_The input:_
▶

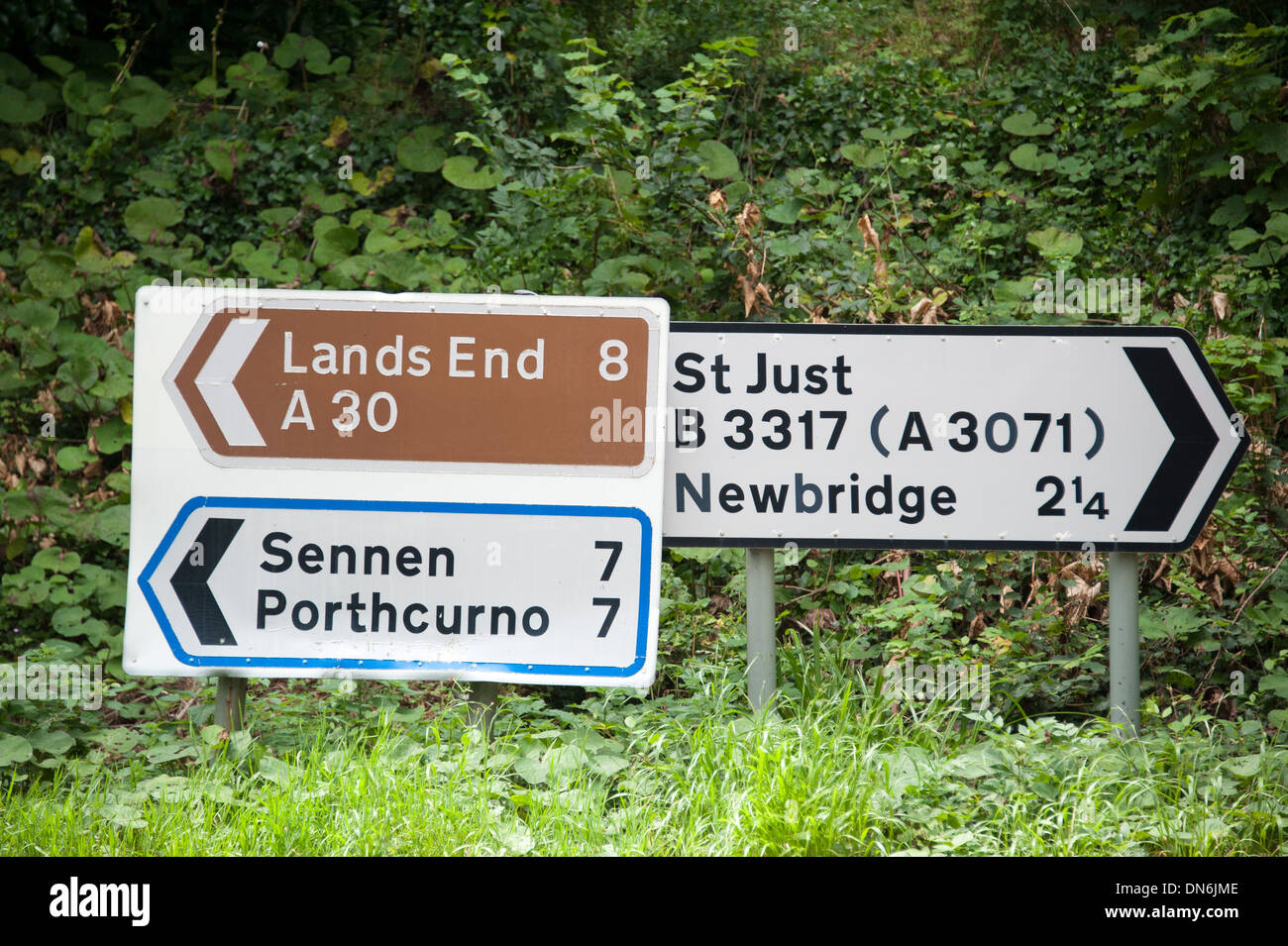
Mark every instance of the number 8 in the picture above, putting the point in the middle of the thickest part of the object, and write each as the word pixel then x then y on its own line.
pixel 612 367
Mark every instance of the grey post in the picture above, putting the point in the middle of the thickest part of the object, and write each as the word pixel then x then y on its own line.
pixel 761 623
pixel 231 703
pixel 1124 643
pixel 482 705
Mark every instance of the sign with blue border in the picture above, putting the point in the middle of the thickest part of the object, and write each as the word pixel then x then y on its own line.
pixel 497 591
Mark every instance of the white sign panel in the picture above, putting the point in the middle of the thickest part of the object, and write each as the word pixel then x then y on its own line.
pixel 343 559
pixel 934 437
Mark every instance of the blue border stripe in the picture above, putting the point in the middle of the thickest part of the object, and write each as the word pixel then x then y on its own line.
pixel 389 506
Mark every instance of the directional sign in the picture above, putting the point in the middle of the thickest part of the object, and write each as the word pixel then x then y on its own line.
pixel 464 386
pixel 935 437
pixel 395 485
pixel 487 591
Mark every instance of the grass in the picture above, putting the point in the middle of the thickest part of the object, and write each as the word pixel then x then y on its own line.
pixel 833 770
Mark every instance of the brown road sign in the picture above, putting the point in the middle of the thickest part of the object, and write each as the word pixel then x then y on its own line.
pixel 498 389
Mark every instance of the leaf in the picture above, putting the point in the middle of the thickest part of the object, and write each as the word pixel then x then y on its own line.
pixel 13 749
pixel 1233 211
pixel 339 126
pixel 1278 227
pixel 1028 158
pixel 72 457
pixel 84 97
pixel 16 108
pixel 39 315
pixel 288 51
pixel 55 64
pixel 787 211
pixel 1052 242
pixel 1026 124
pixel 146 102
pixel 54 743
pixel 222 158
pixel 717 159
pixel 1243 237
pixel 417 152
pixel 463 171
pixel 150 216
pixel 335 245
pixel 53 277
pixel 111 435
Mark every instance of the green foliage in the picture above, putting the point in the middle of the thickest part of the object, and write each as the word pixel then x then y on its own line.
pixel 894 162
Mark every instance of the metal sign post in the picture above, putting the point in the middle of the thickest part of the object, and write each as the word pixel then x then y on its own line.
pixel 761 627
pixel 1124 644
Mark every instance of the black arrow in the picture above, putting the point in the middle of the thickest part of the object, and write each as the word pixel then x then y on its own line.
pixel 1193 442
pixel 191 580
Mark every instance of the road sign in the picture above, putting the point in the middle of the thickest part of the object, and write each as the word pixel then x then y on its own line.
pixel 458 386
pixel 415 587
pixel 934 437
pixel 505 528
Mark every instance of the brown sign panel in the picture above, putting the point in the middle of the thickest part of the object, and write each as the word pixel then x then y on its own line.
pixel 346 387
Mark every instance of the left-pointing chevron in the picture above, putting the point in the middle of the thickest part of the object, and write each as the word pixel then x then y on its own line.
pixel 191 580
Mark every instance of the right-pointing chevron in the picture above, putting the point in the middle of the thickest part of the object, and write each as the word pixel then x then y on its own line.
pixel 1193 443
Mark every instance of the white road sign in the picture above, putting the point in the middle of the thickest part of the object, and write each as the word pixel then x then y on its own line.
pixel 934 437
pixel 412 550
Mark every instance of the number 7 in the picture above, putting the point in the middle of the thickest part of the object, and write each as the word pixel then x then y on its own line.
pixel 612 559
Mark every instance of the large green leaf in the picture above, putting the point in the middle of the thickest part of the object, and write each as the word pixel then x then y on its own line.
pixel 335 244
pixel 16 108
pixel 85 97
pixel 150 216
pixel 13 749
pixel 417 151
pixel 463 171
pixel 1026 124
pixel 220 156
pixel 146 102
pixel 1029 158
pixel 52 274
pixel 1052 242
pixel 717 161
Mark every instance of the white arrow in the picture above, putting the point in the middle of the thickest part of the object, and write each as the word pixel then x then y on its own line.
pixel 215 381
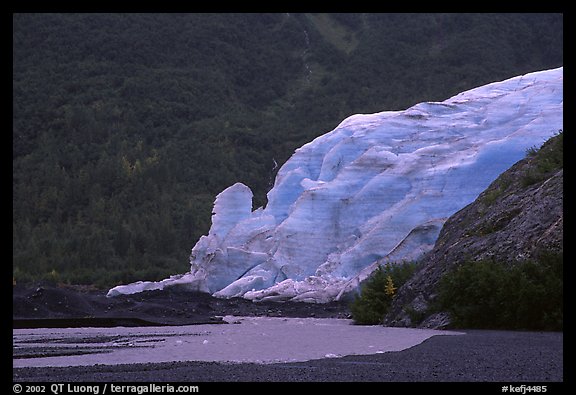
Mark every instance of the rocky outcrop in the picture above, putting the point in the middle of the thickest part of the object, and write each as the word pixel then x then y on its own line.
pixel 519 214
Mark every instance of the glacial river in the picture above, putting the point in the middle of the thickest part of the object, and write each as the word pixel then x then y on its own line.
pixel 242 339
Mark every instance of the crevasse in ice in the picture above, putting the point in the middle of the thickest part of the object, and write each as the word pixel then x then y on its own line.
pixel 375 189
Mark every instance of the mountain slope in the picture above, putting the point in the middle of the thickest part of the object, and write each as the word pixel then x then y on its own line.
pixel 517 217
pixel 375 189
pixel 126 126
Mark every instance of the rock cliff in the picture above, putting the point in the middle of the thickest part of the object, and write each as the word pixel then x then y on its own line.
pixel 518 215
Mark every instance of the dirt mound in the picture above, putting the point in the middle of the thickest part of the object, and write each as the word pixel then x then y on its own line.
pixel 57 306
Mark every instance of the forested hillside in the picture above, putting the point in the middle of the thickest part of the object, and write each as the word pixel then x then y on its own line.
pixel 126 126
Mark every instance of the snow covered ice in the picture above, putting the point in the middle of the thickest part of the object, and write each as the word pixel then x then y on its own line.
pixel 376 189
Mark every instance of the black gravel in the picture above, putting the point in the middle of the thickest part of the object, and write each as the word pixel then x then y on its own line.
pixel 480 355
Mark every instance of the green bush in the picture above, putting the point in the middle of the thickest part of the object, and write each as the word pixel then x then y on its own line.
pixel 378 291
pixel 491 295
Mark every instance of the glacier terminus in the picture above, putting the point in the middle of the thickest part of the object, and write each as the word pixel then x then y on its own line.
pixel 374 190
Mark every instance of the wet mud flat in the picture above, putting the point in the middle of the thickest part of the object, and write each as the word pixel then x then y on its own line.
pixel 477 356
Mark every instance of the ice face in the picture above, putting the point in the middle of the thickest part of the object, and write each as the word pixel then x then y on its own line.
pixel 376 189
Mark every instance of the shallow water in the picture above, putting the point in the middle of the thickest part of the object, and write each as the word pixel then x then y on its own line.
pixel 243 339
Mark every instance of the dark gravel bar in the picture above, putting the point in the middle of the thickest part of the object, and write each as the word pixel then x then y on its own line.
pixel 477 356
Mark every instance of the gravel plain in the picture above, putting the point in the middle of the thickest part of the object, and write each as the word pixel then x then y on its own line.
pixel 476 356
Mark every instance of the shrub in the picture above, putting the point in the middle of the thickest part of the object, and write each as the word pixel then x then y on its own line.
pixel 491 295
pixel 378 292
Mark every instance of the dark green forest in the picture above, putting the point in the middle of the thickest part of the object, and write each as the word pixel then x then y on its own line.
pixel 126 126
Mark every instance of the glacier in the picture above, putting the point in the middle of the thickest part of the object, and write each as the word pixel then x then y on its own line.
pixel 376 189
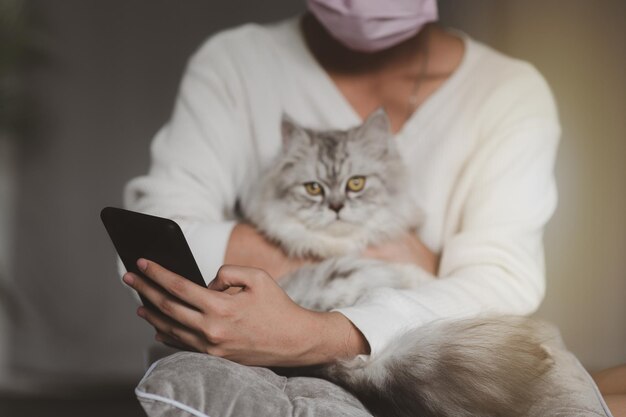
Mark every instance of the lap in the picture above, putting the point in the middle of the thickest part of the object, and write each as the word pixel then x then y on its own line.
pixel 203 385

◀

_Aim:_ Render the full listing above as a numbered list, skipping any blank lines and leaving out the pictures.

_Answer for this exercise:_
1. Mark every instance of the number 8 in the picture above, putting the point in the middle of the thickest part of the object, and write each as the word pixel then x then y on its own line.
2. pixel 612 367
3. Mark every instance of the grey post in the picture above, putting the point in the middle of the thickest part of the object, and write each as the word pixel then x then y on its own line.
4. pixel 761 623
5. pixel 231 703
6. pixel 1124 643
7. pixel 482 705
8. Mark every instance of the sign with blue border in the picture above, putting the point in the middle of the thickest part of the object, and write each as the word pixel then x then y on its own line.
9. pixel 497 591
10. Mark every instance of the white sign panel in the picture above, putting the point in the middle of the thickest part of the object, and write each as the word pixel then x then y on its own line.
11. pixel 343 559
12. pixel 934 437
13. Mark every instance of the blue border stripe in the picture above, putting the point in the middle of the thickest part of the object, and write each as the word pixel then x then y on its own line.
14. pixel 389 506
15. Mark every instance of the directional sign in the picture above, putting the point in the middle of the thickest part of the object, and write each as the word pixel then x then y on its own line.
16. pixel 464 386
17. pixel 935 437
18. pixel 395 485
19. pixel 487 591
20. Mark every instance of the grass in the picture above, putting the point in the middle of the thickest part of the object, and write each as the word pixel then x then y on its own line.
21. pixel 833 770
22. Mark every instance of the brown road sign in the picture above, putting the point in the middle of the thickest part of the object, and write each as the word pixel then x then y on its own line.
23. pixel 498 389
24. Mark every instance of the leaf in the picture above, putting the point in the middle of the thickest part of the object, and write each as the word pixel then x then y on its own line.
25. pixel 13 749
26. pixel 1233 211
27. pixel 339 126
28. pixel 1278 227
29. pixel 1028 158
30. pixel 72 457
31. pixel 84 97
32. pixel 16 108
33. pixel 39 315
34. pixel 288 51
35. pixel 55 64
36. pixel 787 211
37. pixel 1052 242
38. pixel 1026 124
39. pixel 146 102
40. pixel 54 743
41. pixel 222 158
42. pixel 717 159
43. pixel 1243 237
44. pixel 417 152
45. pixel 463 171
46. pixel 150 216
47. pixel 335 245
48. pixel 53 277
49. pixel 111 435
50. Mark every instance of the green foliage in the picture above, putting the point in the middle of the thickest part of the object, and write each as the word pixel then x then y on its own line.
51. pixel 894 162
52. Mark every instance of the metal sign post in the picture above, putting the point in the middle of the thickest part of the object, and write each as the word pixel then x then y on its own line.
53. pixel 761 627
54. pixel 1124 644
55. Mark every instance of the black arrow in the picture above, putting the point in the middle of the thickest part of the object, and write each as the word pixel then x then y on its own line.
56. pixel 1193 442
57. pixel 191 580
58. Mark every instance of the road sign in the picture above, putting the point in the middle of the thickest part of the object, and write each as the word pixel then x then y on its own line.
59. pixel 458 386
60. pixel 415 587
61. pixel 934 437
62. pixel 505 528
63. Mark every instance of the brown sign panel in the picture above, putting the point in the middle of the thickest part of the object, and write each as the word pixel then x then y on its own line.
64. pixel 346 387
65. Mark every instance of the left-pointing chevron in the picture above, putting the point in the middle of the thickest part of the object, and write each as the word pixel then x then y on its own line.
66. pixel 191 580
67. Mark every instance of the right-pointing chevron in the picture above, putting the point in the middle of the thickest part of the object, and write each as the word pixel then x then y on its own line.
68. pixel 1193 443
69. Mark every instance of the white road sign in the picture above, putting the point in the middle of the thickest part of the object, and write each as the word pixel then x then y on its own line.
70. pixel 934 437
71. pixel 412 550
72. Mark every instance of the number 7 in the picture above, putting the point in the middle of the thickest part of the object, and write each as the word pixel then x then y on its own line.
73. pixel 612 559
74. Mark every instance of the large green leaf in the picture above, putting the point in the middle of the thickest part of the object, and write each as the word pixel then x then y on its own line.
75. pixel 335 244
76. pixel 16 108
77. pixel 85 97
78. pixel 150 216
79. pixel 13 749
80. pixel 417 151
81. pixel 463 171
82. pixel 1026 124
83. pixel 220 156
84. pixel 146 102
85. pixel 1029 158
86. pixel 52 274
87. pixel 1052 242
88. pixel 717 161
89. Mark every instance of the white arrow in the picture above, putting the point in the middle of the thickest part of the object, and write each as the word pixel then x then y on its own line.
90. pixel 215 381
91. Mark every instance of the rocky outcrop in the picture above, putting the point in the middle of the thickest part of the object, and write each as the word pixel then x then y on its own line.
92. pixel 519 214
93. Mark every instance of the glacial river in the picture above, putting the point in the middle of the thickest part of the object, and write each as the word pixel then x then y on its own line.
94. pixel 242 339
95. Mark every instance of the crevasse in ice in the picture above, putting the point in the middle of the thickest part of the object, and write each as the word pixel then x then y on its own line.
96. pixel 375 189
97. Mark every instance of the mountain slope in the picture above, putting the point in the middle of the thickest part of the object, and write each as the word pixel then x then y on its own line.
98. pixel 517 217
99. pixel 375 189
100. pixel 126 126
101. Mark every instance of the rock cliff in the picture above, putting the point in the middle of the thickest part of the object, and write each as the word pixel then x then y on its own line.
102. pixel 518 215
103. Mark every instance of the dirt mound in the picture above, putting the point in the middle of the thickest part of the object, and write each as the word pixel then x then y on its own line.
104. pixel 57 306
105. Mark every instance of the forested hillside in the picture above, putting the point in the middle of the thickest part of the object, and write each as the word pixel then x then y on its own line.
106. pixel 126 126
107. Mark every instance of the snow covered ice in the picture above, putting the point in the middle of the thickest part of the object, and write each as the word pixel then x then y on its own line.
108. pixel 376 189
109. Mark every instance of the black gravel in the picture above, putting the point in the middle of the thickest part of the object, and write each as the word pixel then x then y on its own line.
110. pixel 480 355
111. Mark every instance of the green bush in the picture above, putting the point in the middle of the thickest part of the object, and write each as the word pixel then x then y on its own line.
112. pixel 378 291
113. pixel 491 295
114. Mark every instance of the glacier terminus in the picture above, putting the point in the middle of the thickest part of the object, and write each as the word pixel then x then y on its own line.
115. pixel 374 190
116. Mark every instance of the wet mud flat in the picture above, putting the point in the middle of the thickest part of the object, and write each as the word pixel then x then y on its own line.
117. pixel 477 356
118. Mark every instance of the ice face in the picture above, putting the point in the middle of the thickest part of the object, and write each as the word pixel then x then y on its own line.
119. pixel 376 189
120. Mark every instance of the shallow water in the picture above, putting the point in the middle of the thickest part of the object, and write each as the word pixel then x then y on its own line.
121. pixel 243 339
122. Mark every instance of the dark gravel bar in the picture above, putting the point in the middle of the thickest part of the object, and write each as the word pixel then x then y on its own line.
123. pixel 477 356
124. Mark every instance of the gravel plain in the picture above, putting the point in the middle of the thickest part of the object, and write each as the word pixel then x then y on its own line.
125. pixel 476 356
126. Mark every instance of the shrub in the picture above, putting the point in the middle of the thickest part of the object, and write each as the word pixel then x then y on its own line.
127. pixel 491 295
128. pixel 378 292
129. Mark every instance of the dark green forest in the picture above, putting the point in the middle of the thickest part of the object, and write each as the word pixel then x then y on its own line.
130. pixel 126 126
131. Mark every instance of the glacier in the picture above, putting the point in the middle of the thickest part of the object, and write each as the word pixel then x then y on its own line.
132. pixel 376 189
133. Mark every instance of the lap in the picture above, putting the point in the middle of the thickest part of the object, and write each as the word pixel then x then y on its own line.
134. pixel 203 385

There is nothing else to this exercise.